Extract to read —
<<<<

The Hunts Point Cooperative Market handles the production, processing, distribution and sale of meat, poultry and related products. Spread over 38 acres (150,000 m2), the market’s six main buildings offer 700,000 square feet (70,000 m2) of refrigerated space. More than 50 independent wholesale food companies operate facilities here. In 2002, a state-of-the art, 100,000-square-foot (10,000 m2) refrigerated warehouse was added to accommodate the ever expanding needs businesses.

In November 2001, shortly before leaving office, former New York City Mayor Rudolph Giuliani broke ground for the new Fulton Fish Market building in Hunts Point. Nearly four years after the structure was completed, which cost $85 million to build, 55 businesses moved into a 450,000-square-foot (42,000 m2) complex, located within the Hunts Point Food Distribution Center. The facility generates an estimated $1 billion in yearly revenue, as it allows seafood distributors to store their goods in a temperature controlled warehouse with ease of access to NYC, New Jersey and Connecticut.

>>>>

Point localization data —

<<<<

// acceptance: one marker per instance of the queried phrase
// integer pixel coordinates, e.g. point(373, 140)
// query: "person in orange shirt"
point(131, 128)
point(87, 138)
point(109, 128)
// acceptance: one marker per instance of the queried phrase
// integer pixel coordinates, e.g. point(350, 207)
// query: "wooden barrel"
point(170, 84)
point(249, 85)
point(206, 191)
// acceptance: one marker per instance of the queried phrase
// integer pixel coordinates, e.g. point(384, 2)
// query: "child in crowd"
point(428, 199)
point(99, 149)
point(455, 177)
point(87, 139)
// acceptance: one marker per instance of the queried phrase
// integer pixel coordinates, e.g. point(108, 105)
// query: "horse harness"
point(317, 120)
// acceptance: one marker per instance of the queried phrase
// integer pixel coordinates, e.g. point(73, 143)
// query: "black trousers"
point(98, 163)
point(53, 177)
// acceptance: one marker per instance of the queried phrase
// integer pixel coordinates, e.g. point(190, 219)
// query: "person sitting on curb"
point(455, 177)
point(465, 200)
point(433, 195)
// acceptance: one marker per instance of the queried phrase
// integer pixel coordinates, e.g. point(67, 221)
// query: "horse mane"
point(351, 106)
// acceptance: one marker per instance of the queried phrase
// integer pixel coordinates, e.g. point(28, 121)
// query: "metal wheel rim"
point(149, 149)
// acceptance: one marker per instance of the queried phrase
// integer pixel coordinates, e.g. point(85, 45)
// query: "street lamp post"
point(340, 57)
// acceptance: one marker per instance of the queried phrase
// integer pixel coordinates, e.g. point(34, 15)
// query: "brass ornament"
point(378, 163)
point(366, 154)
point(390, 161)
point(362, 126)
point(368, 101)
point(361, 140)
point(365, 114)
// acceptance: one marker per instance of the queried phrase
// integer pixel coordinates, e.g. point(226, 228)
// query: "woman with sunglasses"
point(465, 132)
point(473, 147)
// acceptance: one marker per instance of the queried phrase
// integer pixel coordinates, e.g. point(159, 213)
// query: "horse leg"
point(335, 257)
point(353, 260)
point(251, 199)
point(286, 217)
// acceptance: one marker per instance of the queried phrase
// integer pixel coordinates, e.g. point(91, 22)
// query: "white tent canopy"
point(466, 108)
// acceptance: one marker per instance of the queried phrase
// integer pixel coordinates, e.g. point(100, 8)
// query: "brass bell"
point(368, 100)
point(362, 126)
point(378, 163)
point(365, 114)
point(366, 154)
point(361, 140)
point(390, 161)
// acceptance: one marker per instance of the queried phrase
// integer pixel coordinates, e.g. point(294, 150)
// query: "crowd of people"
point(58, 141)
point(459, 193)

>>>>

List of tasks —
1) Summarize the Hunts Point passage in two sentences.
2) Return the stretch of the Hunts Point passage from "The Hunts Point Cooperative" through "expanding needs businesses.".
This data is separate material and has no connection to the Hunts Point passage.

Task-by-task solutions —
1) The Hunts Point Cooperative Market, where more than 50 independent wholesale food companies operate, handles meat, poultry and related products in six main buildings on 38 acres with 700,000 square feet of refrigerated space. The Fulton Fish Market building in Hunts Point cost $85 million to build, took in 55 businesses, and generates an estimated $1 billion in yearly revenue.

2)
The Hunts Point Cooperative Market handles the production, processing, distribution and sale of meat, poultry and related products. Spread over 38 acres (150,000 m2), the market’s six main buildings offer 700,000 square feet (70,000 m2) of refrigerated space. More than 50 independent wholesale food companies operate facilities here. In 2002, a state-of-the art, 100,000-square-foot (10,000 m2) refrigerated warehouse was added to accommodate the ever expanding needs businesses.